### WRITTEN EXERCISE
Pick out every line in the listing that contains the word "metal" and copy each one in full.

BEGIN DATA SHOWN

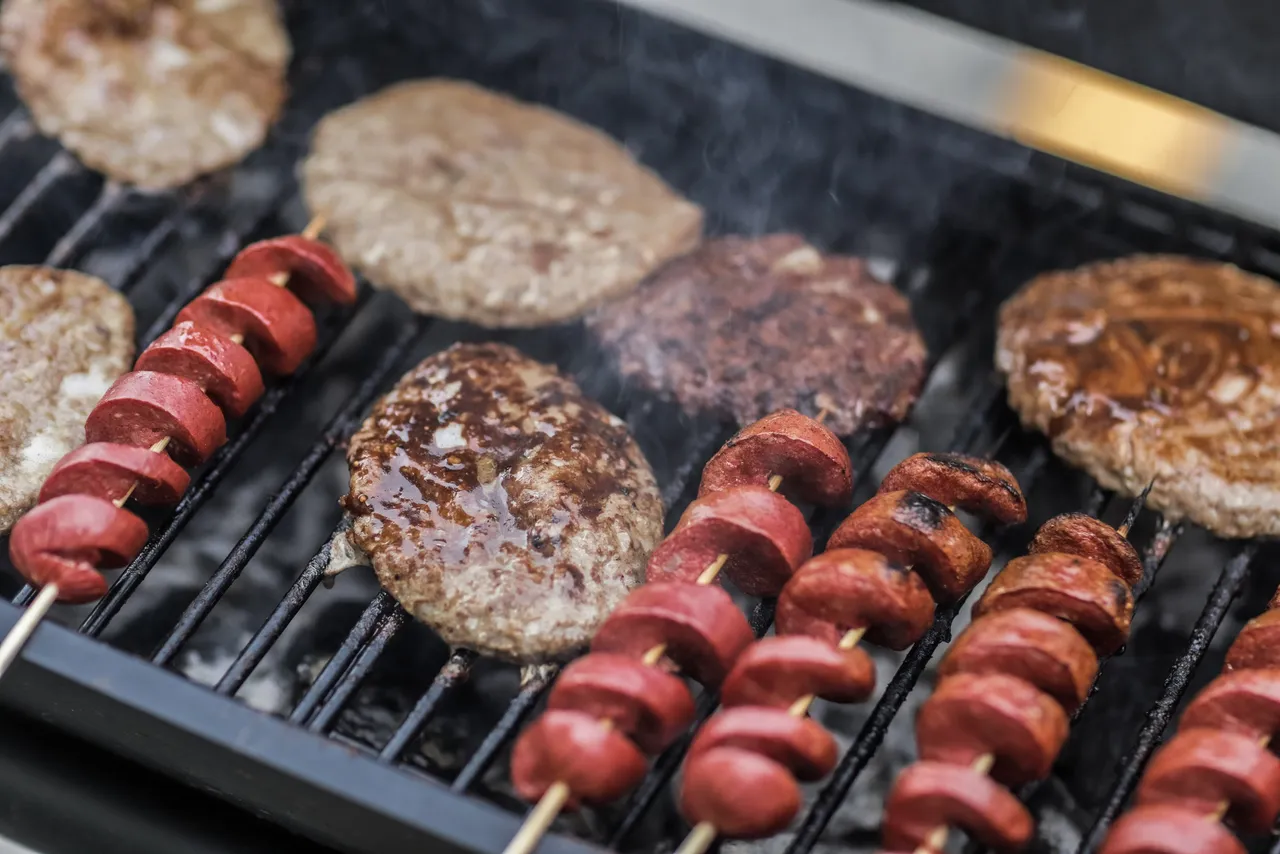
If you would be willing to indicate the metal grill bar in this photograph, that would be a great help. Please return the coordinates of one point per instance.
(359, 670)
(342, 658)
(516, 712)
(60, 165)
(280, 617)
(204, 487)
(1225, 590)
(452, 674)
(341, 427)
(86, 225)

END DATA SHOWN
BEGIN DATA SHOWN

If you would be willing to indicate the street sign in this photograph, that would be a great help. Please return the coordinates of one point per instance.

END DATA SHOWN

### RIGHT ANSWER
If you would be willing to indicate the metal grill bar in this photograph, that would be a great help. Please return the coordinates of one point per instance.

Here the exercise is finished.